● Task directions
Repeat the entire listing below exactly.

+++ Task data +++

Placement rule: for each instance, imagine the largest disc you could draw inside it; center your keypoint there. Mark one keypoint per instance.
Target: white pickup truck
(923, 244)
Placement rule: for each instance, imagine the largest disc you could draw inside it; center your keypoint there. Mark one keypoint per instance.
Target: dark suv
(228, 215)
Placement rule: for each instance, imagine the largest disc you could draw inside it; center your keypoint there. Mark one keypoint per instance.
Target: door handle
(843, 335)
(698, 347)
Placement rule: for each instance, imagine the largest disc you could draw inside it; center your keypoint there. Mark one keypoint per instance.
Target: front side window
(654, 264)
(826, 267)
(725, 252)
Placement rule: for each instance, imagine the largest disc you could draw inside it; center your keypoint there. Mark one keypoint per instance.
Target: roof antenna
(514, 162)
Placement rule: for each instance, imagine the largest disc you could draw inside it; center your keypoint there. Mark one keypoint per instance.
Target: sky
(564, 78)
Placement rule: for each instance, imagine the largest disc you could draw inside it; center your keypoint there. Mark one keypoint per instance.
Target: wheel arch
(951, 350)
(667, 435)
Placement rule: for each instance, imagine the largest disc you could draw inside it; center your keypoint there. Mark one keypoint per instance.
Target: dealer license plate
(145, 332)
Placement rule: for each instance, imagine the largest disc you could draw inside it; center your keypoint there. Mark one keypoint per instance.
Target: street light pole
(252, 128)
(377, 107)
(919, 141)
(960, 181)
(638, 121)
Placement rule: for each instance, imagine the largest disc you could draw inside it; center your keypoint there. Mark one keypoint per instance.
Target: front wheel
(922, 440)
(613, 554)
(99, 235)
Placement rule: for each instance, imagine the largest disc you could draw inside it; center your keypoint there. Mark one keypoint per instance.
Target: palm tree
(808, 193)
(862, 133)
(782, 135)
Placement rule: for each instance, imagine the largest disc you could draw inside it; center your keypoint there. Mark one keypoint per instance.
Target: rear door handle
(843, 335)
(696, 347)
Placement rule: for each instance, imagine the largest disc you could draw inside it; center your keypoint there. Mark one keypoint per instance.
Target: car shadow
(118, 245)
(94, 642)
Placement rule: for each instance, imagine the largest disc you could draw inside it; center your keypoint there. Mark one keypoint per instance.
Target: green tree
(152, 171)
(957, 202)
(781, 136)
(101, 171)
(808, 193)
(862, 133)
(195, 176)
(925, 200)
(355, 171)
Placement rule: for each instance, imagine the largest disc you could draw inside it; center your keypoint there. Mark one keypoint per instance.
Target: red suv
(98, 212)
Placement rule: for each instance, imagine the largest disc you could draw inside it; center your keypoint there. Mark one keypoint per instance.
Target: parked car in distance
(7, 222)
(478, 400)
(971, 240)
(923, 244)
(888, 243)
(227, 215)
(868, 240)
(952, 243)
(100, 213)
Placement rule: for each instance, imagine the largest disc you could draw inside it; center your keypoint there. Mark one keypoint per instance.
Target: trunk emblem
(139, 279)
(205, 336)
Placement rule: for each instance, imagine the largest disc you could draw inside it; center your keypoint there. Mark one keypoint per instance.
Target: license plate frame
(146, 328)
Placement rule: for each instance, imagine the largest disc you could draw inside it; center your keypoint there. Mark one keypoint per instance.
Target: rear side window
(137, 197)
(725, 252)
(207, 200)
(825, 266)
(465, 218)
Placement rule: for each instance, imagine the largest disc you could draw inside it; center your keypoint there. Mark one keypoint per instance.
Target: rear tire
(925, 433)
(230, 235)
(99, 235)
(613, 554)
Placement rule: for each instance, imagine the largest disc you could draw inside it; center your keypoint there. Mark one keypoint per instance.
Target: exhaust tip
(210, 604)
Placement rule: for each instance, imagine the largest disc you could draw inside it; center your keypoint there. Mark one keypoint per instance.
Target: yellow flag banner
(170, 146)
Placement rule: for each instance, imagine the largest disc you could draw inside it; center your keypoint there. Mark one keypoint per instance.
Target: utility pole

+++

● Response to this task
Placement rule: for each instance, imagine the largest disc you could draw inside it; center your keypoint there. Mark one keypoint per instance.
Target: white pickup truck
(923, 244)
Placement rule: for each instance, imagine the largest disc you could draw inside it; center your keypoint there. Mark one keypoint per instance.
Target: dark suv
(228, 215)
Placement rule: for each instance, imagine the largest disc you could draw inside it; center your keypoint there. Mark one keypoint per instance.
Target: door handle
(843, 335)
(698, 347)
Placement rule: for each instance, imagine the largest disc you could draw inside it; center your keypoint there. Mark one keypoint per instance.
Target: front side window
(654, 264)
(826, 267)
(725, 252)
Placement rule: for each instance, imagine the largest disc you could draw inside it; center your keypoint there. Mark one keypoint per instance.
Target: roof antenna
(514, 162)
Placement rule: for each instance, imagine the largest disc you could draw inside it; center your keypoint there. Mark one keypoint per instance.
Target: sky
(564, 78)
Placement rule: for each instance, imagine the largest disc you could draw inside it; center your keypoint there. Mark one keypoint per instance.
Target: wheel arch
(951, 350)
(667, 435)
Placement rule: for each instance, imagine the largest disc you could draw inside it; center your keypoint there. Mark one keypoint per instance.
Target: dealer license plate
(145, 332)
Placement rule: for each instance, imagine the largest disc you could draw inside it; center your keypoint there. Mark one keypoint per instance.
Target: street light pole
(252, 128)
(377, 107)
(919, 141)
(960, 181)
(638, 121)
Placement rule: for each instance, imagine the largest disc you could draw inside it; center your keypoint there. Mark one keypoint per instance.
Target: front wheel
(922, 440)
(613, 554)
(99, 235)
Placement rule: for each instance, imagine the largest disc you could draw inside it; center your keypoint there. Mark one keypoint per instance.
Target: palm tree
(808, 193)
(862, 133)
(782, 135)
Placement rule: for each instance, imagine the largest disc you could draw inside it; center your keypoint there. Mark one keypoint per instance.
Target: rear door handle
(843, 335)
(696, 347)
Placement rule: for each instance, imagine the largest disc you could draw inside it; center your keypoint there. Mark one keypoint per instance.
Target: car shadow
(118, 245)
(94, 642)
Placement rule: for each instance, imagine the largest disc you could draw inside it; center your keypoint there. Mark one keypoint per instance.
Target: green tree
(152, 171)
(957, 202)
(781, 136)
(101, 171)
(808, 193)
(862, 133)
(195, 176)
(925, 200)
(355, 171)
Placement rule: for each instance, imagine the largest disc you could draw inside it; center your keypoint there. Mark one keypoint per instance.
Target: red suv
(98, 212)
Placement rule: for each instance, imagine the largest disc you could draw inside it; center your keypoint there. Mark one keypoint per instance.
Target: parked car in distance
(7, 222)
(478, 400)
(971, 240)
(923, 244)
(888, 243)
(227, 215)
(868, 240)
(952, 243)
(100, 213)
Placement rule: for each instance, imagine the largest disc you could draw inside it; center your keypoint there. Mark one keypoint per instance.
Target: trunk emblem
(139, 279)
(205, 336)
Placement rule: for each instance, imagine the largest disc you could draw inside it; center your keypoint there. Mark one keypoint per instance.
Target: license plate frame
(146, 328)
Placement rule: for each instance, imagine the largest disc you could draw inside it; center your keypoint there. Mark one keypoint per instance.
Target: rear side window
(137, 197)
(725, 252)
(207, 200)
(825, 266)
(465, 218)
Placement rule: for each instance, imagine the largest disc you could draw inside it; center your keypoint there. Mark one keypoint per instance.
Target: rear tire
(925, 433)
(230, 235)
(99, 235)
(613, 554)
Placement rule: for each instance, imagine the largest disc you could draw inside it; center your keypoint there. Mark one keypoint per instance.
Target: exhaust tip
(210, 604)
Placement rule: for each instance, imagine the largest disc you could draw inside it; center your keypoint there. Mark one keypoint per instance.
Target: yellow flag banner
(170, 146)
Placement rule: for each instance, imagine the largest disc you could draw inside it; center your keypoint there. Mark one keypoint per instance.
Target: utility pole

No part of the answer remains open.